But even bearing these things in mind, I know I collect any of these items at a far slower rate than many other people do. I don't let myself go into debt over them[1], I limit deliberate shopping for these items to about 2-3 times per year, and I resist most impulse buys outside of those situations. I can feel my rate of acquisition slowing down, too. I can only store so many of these objects. No matter how strong my interest in them can become, what I desire even more is to not have clutter. If I don't have room for the thing, I will only rarely justify getting it anyway.

I wasn't always like this. As a child and teenager, I was a pack rat and held onto just about everything for some barely-applicable sentimental value. If I wanted more than I could store, then the problem was storage, not what I wanted. Still, I was restrained from outright hoarding by how my parents wouldn't just get me anything I asked for, and my allowance money was fairly small for my parents' combined income bracket pre-divorce; post-divorce, I also learned from the days of the week I spent in my mother's custody that sometimes it wasn't even possible to get things you wanted. Going into college, I wasn't a starving student but I was supported only minimally, even though my father could have done more. I am not at all grateful for his overt libertarian attempts to make me bootstrap myself, and in fact our long-tortured relationship's problems often derive from just how withholding he really was; regardless, I know that in my earliest days I was just grasping and stubborn enough that I would have tipped into some very aggressively consumerist habits if not for parental interventions.

And then came the time when I learned the perils of my own innate tendencies — not as I became totally financially independent, but rather as I lived with someone who was the hoarder I couldn't yet become. My abuser coped with a number of her serious emotional problems by buying all kinds of things she didn't need and never even used, or she'd use once and then forget about. She would also strongarm me into buying these things for her, or she'd use one of our credit cards. When we lived together we were poor enough without needing to pay those particular bills, but her habits made it all the more difficult to survive. The floor of our apartment often could not be seen. Non-human creatures started making their home in the sheer aggregation of Stuff. Important things got lost, drowned under trivialities. Besides the emotional and sexual agonies of how I was being treated, I felt as if I lived in a physical hell that I was being forced into perpetuating.

After all of that, some people might say I've swung too far in the opposite direction, disposing of or rejecting things I might actually need one day just because I can't see an immediate function. At times I'll clean up the kitchen while my owner is cooking, and I'll throw something out that he wasn't done using, because I saw an apparent waste object sitting there and I had to make it disappear. So I am still relearning, after 15 years, what is the right way to navigate such struggles.

But mostly I'm content with my preference for shedding possessions and avoiding new ones outside those few collectible categories. And I've even begun to feel more drawn to intentional ephemerality — letting my data online destroy itself on a schedule, and choosing not to take photos or grab souvenirs of everything I want to remember. Sometimes the past is worth materially preserving outside of my memory, but sometimes there are cases where I think whatever can't fit into my memory directly is worth releasing to the sands of time.

• _Given records_:
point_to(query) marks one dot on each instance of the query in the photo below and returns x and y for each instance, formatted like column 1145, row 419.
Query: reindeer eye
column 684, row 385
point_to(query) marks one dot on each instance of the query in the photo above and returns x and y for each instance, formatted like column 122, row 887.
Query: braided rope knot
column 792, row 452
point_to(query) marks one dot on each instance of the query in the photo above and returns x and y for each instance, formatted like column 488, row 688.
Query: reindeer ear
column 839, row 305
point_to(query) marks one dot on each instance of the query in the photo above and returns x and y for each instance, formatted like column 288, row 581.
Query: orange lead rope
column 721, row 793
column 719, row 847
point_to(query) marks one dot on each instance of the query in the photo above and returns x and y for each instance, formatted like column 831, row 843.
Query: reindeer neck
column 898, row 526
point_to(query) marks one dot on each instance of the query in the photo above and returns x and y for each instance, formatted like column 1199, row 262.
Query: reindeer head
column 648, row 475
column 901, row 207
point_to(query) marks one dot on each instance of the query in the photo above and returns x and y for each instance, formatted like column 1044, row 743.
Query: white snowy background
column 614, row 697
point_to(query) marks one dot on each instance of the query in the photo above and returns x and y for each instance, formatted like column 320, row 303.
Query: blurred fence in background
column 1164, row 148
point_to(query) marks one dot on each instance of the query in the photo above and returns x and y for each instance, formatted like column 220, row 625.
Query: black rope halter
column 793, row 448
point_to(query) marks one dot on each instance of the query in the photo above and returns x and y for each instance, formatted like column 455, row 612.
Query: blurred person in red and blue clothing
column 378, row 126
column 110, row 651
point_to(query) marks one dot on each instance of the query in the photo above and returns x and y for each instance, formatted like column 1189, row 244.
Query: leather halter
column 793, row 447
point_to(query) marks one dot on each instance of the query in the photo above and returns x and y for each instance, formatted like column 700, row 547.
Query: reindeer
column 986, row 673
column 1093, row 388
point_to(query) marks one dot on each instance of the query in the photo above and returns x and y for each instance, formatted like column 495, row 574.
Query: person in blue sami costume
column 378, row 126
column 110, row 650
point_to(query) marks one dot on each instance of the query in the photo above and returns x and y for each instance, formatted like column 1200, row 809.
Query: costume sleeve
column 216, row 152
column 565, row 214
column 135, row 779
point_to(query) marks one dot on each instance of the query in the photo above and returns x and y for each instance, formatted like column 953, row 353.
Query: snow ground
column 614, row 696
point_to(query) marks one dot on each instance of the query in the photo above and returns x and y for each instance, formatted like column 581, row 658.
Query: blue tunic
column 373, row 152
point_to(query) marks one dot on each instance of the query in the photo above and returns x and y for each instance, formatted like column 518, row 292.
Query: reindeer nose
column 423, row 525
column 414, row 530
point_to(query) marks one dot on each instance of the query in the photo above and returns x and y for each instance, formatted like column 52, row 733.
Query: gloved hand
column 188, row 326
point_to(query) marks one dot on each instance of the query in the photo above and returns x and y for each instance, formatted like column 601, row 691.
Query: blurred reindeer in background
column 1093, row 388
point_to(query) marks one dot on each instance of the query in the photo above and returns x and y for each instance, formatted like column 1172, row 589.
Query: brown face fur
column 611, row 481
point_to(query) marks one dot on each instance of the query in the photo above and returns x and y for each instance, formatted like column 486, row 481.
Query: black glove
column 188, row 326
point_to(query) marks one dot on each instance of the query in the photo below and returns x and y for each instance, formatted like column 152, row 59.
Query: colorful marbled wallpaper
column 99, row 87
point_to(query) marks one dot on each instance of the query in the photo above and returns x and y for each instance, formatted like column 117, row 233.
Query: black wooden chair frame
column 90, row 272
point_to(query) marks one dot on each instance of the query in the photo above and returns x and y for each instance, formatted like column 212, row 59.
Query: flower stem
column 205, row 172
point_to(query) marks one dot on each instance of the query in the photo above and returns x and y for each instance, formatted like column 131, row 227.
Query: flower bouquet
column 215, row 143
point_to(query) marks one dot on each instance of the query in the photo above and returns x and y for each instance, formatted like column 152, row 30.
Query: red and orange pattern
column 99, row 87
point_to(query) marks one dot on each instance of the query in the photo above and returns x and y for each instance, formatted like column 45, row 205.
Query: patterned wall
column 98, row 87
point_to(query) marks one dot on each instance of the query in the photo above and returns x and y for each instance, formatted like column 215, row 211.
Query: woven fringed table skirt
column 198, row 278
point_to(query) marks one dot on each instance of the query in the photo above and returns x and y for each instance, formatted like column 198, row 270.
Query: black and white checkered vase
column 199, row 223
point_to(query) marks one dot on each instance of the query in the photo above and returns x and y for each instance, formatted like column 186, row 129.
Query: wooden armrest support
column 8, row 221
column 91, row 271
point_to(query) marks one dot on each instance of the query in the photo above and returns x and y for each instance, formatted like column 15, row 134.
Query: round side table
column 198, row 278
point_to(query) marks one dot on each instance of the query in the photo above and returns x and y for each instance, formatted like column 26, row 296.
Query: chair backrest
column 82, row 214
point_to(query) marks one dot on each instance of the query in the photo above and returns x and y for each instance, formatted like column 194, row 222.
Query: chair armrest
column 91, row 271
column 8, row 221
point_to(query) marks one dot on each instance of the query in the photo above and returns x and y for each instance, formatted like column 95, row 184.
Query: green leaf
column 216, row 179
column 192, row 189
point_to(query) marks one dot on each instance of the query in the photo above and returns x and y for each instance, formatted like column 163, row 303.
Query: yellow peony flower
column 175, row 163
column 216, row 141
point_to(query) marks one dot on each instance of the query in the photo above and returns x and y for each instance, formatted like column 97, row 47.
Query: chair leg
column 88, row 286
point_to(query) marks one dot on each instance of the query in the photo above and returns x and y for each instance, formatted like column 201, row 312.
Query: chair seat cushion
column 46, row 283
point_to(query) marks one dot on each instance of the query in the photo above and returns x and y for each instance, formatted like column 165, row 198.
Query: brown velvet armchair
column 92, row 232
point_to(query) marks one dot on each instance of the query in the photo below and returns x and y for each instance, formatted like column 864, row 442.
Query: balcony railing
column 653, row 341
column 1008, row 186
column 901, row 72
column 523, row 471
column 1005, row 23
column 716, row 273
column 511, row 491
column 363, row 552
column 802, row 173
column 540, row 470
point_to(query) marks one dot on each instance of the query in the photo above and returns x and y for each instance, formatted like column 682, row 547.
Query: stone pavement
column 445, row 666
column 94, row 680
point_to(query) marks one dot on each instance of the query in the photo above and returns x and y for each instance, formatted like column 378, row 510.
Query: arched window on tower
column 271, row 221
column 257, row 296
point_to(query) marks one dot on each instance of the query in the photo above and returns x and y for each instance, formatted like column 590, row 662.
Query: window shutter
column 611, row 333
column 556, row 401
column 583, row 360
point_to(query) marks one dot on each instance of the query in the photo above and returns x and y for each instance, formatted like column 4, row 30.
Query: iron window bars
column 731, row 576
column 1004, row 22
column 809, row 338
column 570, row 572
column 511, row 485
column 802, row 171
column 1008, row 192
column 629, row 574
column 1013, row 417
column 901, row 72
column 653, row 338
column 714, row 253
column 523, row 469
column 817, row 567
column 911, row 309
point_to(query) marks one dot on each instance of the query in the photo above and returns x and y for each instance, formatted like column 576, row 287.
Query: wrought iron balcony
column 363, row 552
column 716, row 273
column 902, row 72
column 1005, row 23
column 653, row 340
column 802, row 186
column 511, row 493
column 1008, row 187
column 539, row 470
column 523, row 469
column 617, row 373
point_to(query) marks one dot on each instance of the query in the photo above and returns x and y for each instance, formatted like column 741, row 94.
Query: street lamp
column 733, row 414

• _Requests_:
• 1. Can you reproduce the passage about collecting, everything from "But even bearing" down to "getting it anyway.", and swap "clutter" for "mess"?
• 2. Can you output the rows, everything from the first row down to the line that contains "column 839, row 305", with both ends included and nothing changed?

• _Final answers_:
• 1.
But even bearing these things in mind, I know I collect any of these items at a far slower rate than many other people do. I don't let myself go into debt over them[1], I limit deliberate shopping for these items to about 2-3 times per year, and I resist most impulse buys outside of those situations. I can feel my rate of acquisition slowing down, too. I can only store so many of these objects. No matter how strong my interest in them can become, what I desire even more is to not have mess. If I don't have room for the thing, I will only rarely justify getting it anyway.

• 2.
point_to(query) marks one dot on each instance of the query in the photo below and returns x and y for each instance, formatted like column 1145, row 419.
Query: reindeer eye
column 684, row 385
point_to(query) marks one dot on each instance of the query in the photo above and returns x and y for each instance, formatted like column 122, row 887.
Query: braided rope knot
column 792, row 452
point_to(query) marks one dot on each instance of the query in the photo above and returns x and y for each instance, formatted like column 488, row 688.
Query: reindeer ear
column 839, row 305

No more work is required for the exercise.